--- Begin Supplied records ---
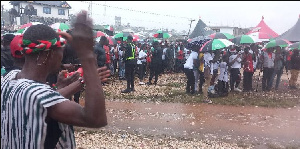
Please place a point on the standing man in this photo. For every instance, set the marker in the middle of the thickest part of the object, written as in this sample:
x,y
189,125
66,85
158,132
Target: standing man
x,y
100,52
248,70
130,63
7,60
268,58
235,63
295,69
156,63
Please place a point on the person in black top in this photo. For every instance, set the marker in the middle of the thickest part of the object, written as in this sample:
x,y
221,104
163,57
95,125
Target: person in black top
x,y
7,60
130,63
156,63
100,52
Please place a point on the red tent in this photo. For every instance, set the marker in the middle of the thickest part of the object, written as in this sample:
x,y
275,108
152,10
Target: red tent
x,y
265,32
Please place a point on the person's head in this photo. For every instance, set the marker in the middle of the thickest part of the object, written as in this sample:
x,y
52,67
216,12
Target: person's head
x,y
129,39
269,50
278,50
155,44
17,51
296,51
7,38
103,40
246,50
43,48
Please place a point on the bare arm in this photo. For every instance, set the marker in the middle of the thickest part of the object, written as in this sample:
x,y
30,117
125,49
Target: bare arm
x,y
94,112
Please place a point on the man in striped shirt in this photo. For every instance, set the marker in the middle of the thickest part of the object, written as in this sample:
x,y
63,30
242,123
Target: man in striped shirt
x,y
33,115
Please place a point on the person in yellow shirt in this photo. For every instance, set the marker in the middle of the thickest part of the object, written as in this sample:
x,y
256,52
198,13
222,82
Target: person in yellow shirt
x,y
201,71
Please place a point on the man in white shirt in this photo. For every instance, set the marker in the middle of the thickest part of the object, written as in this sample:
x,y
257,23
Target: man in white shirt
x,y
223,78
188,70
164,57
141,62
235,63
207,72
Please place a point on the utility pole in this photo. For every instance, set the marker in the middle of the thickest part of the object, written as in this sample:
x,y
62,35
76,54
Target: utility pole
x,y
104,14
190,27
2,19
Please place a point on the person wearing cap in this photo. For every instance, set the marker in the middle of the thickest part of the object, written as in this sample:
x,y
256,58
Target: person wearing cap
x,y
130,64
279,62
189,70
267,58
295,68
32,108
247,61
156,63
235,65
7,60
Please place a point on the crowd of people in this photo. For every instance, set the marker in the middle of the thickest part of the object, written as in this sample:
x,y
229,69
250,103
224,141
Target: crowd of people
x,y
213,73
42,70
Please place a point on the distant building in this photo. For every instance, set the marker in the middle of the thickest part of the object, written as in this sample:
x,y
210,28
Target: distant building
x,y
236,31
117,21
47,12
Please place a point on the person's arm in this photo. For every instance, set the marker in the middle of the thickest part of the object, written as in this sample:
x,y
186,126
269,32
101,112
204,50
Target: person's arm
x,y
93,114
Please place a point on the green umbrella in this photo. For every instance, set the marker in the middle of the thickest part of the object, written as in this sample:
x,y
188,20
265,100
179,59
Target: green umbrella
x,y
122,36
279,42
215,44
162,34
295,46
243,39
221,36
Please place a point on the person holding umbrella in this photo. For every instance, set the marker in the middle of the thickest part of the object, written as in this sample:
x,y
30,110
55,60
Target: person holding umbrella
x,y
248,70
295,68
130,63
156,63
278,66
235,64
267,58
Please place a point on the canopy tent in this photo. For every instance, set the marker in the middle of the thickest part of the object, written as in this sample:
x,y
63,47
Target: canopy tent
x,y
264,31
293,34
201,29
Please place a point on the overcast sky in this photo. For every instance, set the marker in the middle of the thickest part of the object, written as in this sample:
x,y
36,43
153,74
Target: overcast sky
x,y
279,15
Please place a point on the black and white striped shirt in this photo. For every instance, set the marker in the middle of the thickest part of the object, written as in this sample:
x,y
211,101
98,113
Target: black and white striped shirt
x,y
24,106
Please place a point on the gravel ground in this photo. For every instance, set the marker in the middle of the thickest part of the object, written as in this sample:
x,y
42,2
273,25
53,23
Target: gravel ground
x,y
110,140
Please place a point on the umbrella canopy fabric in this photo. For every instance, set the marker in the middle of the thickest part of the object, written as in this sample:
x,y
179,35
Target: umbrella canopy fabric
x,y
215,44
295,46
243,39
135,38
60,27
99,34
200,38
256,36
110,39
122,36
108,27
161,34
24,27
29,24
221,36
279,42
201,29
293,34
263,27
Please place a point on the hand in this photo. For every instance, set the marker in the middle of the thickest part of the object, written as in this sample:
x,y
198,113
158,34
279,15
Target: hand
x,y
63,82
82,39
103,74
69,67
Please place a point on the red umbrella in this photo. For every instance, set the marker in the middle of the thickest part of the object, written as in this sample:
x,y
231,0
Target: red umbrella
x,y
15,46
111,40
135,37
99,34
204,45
--- End Supplied records ---
What to produce: Repeat the data above exactly, but not the pictures.

Correct response:
Please place a point on the standing man in this photo. For every instance, set the marker in the middle of the thickest part of the object, written as in this sample:
x,y
189,125
66,85
158,132
Target: standing man
x,y
100,52
248,70
130,63
7,60
268,58
235,63
295,69
156,63
Please place a point on the person in black top in this photo. For every instance, set the marker in the middle of the thickest part of the object, written as in this sample:
x,y
221,104
163,57
95,125
Target: person in black top
x,y
7,60
130,63
156,63
100,52
Please place a point on the red tent in this photo. For every instance, set the marker in the middle of the thickest part of the object, written as in this sample:
x,y
275,108
152,10
Target: red tent
x,y
265,32
Please place a point on the person's head in this photo. For every instance, set the marker in the middle of the thickest part of the object, written as in this sample:
x,y
52,67
216,12
Target: person's head
x,y
129,39
269,50
278,50
155,44
17,51
296,51
7,38
103,40
246,50
43,48
Please place a point on the bare arm in this photo. For every instance, set the marker in the middle of the thickest part of the object, written as in this sample:
x,y
30,117
125,49
Target: bare arm
x,y
94,112
Please place a point on the man in striped shirt in this photo. For every instance, set the marker in the middle of the thickest part of the object, written as in this sample:
x,y
63,30
242,123
Target: man in striped shirt
x,y
33,115
Please place a point on the person in yellow shirt in this photo. For every instance, set the marker in the middle of the thickest part of the object, written as in this sample:
x,y
256,52
198,13
222,82
Target: person in yellow shirt
x,y
201,71
Please place a point on the man in white shirt in this photo. For every instance, set the marker in the middle of the thickest part of the object, written as in this sample:
x,y
257,23
Target: man in white shirt
x,y
223,78
188,70
164,57
141,62
235,63
207,72
Please place a point on the utility pole in this photo. For every instance, set the marker in the middle of the thickest part of the object, written as in this sample:
x,y
62,35
76,54
Target: utility pole
x,y
104,14
190,27
2,19
Please place a point on the person wearing cap in this photo. For every instance, set the marker in the middle of the thickest part of the object, written as in this sample:
x,y
256,58
Target: person wearing cap
x,y
130,64
279,62
189,70
267,58
295,68
32,108
247,61
156,63
235,65
7,60
Please place a point on the crowd of people in this photo. For every instance, set the marker in the middle of the thickest part of the object, written as in this sample:
x,y
229,69
250,103
224,141
Target: crowd of people
x,y
213,73
42,70
Please place a point on the distant building in this photo. For every instance, set the marker in the middle of the thickest part of the object, written as in this sample:
x,y
210,28
Target: distant building
x,y
236,31
117,21
47,12
Please place a point on the person's arm in this photo. For every instance, set the marker in the middle of the thickest part of the object, written as in this sample:
x,y
186,126
269,32
101,112
204,50
Target: person's arm
x,y
93,114
Please place a point on the green umbrella in this photo. For every instance, set the marker in the middle of the thickest part of the object, written as in this sample:
x,y
188,20
265,100
179,59
Target: green umbrella
x,y
122,36
279,42
215,44
162,34
295,46
243,39
221,36
Please place a point on the person holding umbrella in this photo. For every instance, set the marker in the middle of the thickest part of the object, written as in this sample:
x,y
30,110
55,60
Target: person holding umbrella
x,y
248,70
295,68
130,63
156,63
278,66
235,64
267,58
Please place a point on the canopy tent in this photo. For every instance, set the marker in the middle of the thickest part of the object, written as in this sample:
x,y
63,47
Target: canopy tent
x,y
264,31
293,34
201,29
Please place a point on the overcast sky in this photo. For every instance, set the marker in the middle of the thickest part of the object, written as in this sample:
x,y
36,43
153,74
Target: overcast sky
x,y
279,15
Please place a point on the black and white striped shirt in this photo. For every instance, set the marker in the middle of the thickest part of the object, written as in this sample:
x,y
211,101
98,113
Target: black and white striped shirt
x,y
24,106
Please place a point on the gravel ground in this photo. For every instance, set the marker in the middle of the thickest part of the object, written as in this sample:
x,y
42,2
273,25
53,23
Target: gravel ground
x,y
110,140
Please place a point on the umbrella canopy fabric in this photo. For every instance, set the marker in the middle of the thickest part of the object, written as in this sample:
x,y
179,35
Target: umbrella canopy fabric
x,y
215,44
295,46
243,39
135,38
60,27
99,34
200,38
256,36
110,39
122,36
108,27
161,34
24,27
29,24
221,36
279,42
201,29
293,34
263,27
Please place a point on the hand in this photo. For every instance, set the marker in the middle of the thickest part of the object, written as in this sample:
x,y
198,113
158,34
279,15
Target: hand
x,y
63,82
82,39
103,74
69,67
Please place a point on the red umbrella in this photo. For every instance, set the marker in the middle of the thickest part of the object, written as in this sample:
x,y
231,0
Target: red umbrella
x,y
15,46
111,40
135,37
99,34
204,45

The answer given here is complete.